[Start DATA SHOWN]

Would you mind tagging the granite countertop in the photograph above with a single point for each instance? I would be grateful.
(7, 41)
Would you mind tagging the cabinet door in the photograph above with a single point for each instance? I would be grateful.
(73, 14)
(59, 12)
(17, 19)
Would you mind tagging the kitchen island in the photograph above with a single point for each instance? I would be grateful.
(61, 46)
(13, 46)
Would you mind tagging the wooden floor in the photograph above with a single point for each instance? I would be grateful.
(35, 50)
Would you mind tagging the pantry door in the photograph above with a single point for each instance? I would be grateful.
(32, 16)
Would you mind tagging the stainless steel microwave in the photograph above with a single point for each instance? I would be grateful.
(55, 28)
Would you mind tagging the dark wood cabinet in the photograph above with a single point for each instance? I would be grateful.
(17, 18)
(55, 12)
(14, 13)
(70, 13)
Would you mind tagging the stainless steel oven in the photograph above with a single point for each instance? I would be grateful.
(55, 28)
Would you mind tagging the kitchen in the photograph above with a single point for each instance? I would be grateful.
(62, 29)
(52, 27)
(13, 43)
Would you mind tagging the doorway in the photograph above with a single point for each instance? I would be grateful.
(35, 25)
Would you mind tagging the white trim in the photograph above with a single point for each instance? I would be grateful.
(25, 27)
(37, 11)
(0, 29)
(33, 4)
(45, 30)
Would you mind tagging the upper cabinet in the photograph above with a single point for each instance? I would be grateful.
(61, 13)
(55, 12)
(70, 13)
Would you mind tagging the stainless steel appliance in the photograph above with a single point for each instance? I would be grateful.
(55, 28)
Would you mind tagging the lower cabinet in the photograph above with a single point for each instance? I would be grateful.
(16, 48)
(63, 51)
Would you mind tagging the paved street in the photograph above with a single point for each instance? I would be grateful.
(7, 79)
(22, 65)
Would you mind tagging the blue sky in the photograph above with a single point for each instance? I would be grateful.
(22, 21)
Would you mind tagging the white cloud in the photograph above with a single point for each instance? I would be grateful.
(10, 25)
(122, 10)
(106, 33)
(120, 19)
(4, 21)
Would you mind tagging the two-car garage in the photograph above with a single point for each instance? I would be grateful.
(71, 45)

[End DATA SHOWN]

◆ **GIVEN TASK**: Output the complete data exactly as written.

◆ **EXPECTED OUTPUT**:
Would you mind tagging the granite countertop in the photograph above with a single point for each instance? I would be grateful.
(7, 41)
Would you mind tagging the cabinet door in the photograph above with a single point for each instance? I would be grateful.
(73, 14)
(59, 12)
(17, 19)
Would you mind tagging the kitchen island in the photograph above with a single point for each instance? I would be grateful.
(61, 46)
(13, 46)
Would you mind tagging the wooden floor in the photograph above with a single point for each instance? I would be grateful.
(35, 50)
Would you mind tagging the pantry door in the photograph above with a single point for each instance? I would be grateful.
(32, 16)
Would you mind tagging the stainless steel microwave in the photograph above with a single point for each instance? I would be grateful.
(55, 28)
Would you mind tagging the dark wood cabinet in the photograph above with a single point for each instance? I would be grateful.
(17, 18)
(55, 12)
(14, 13)
(70, 13)
Would you mind tagging the stainless steel oven in the photograph above with a single point for each instance? I would be grateful.
(55, 28)
Would you mind tagging the kitchen in the photograph above with a single point for each instance? I would be grateful.
(62, 29)
(52, 27)
(13, 43)
Would you mind tagging the doorway in the photograph above with a single point for each instance? I would be grateful.
(35, 25)
Would you mind tagging the white trim in the photograph above with a single point for each instance? I would be grateful.
(25, 27)
(37, 11)
(0, 29)
(33, 4)
(45, 30)
Would you mind tagging the upper cabinet in the photograph above with a single point for each instance? I would be grateful.
(61, 13)
(55, 12)
(70, 13)
Would you mind tagging the stainless steel appliance in the photograph above with a single point for each instance? I would be grateful.
(55, 28)
Would you mind tagging the lower cabinet in the photograph above with a single point for each instance? I would be grateful.
(16, 48)
(63, 51)
Would you mind tagging the paved street in the photograph above with a single point for each instance? I would be grateful.
(7, 79)
(22, 65)
Would you mind tagging the blue sky in the photograph above with a single point for each instance? I would be grateful.
(22, 21)
Would you mind tagging the white cloud in the photograph above with a single point for each instance? I would be grateful.
(10, 25)
(122, 10)
(106, 33)
(120, 19)
(4, 21)
Would you mind tagging the two-car garage in the photograph above with a single point for each instance? I would be grateful.
(71, 45)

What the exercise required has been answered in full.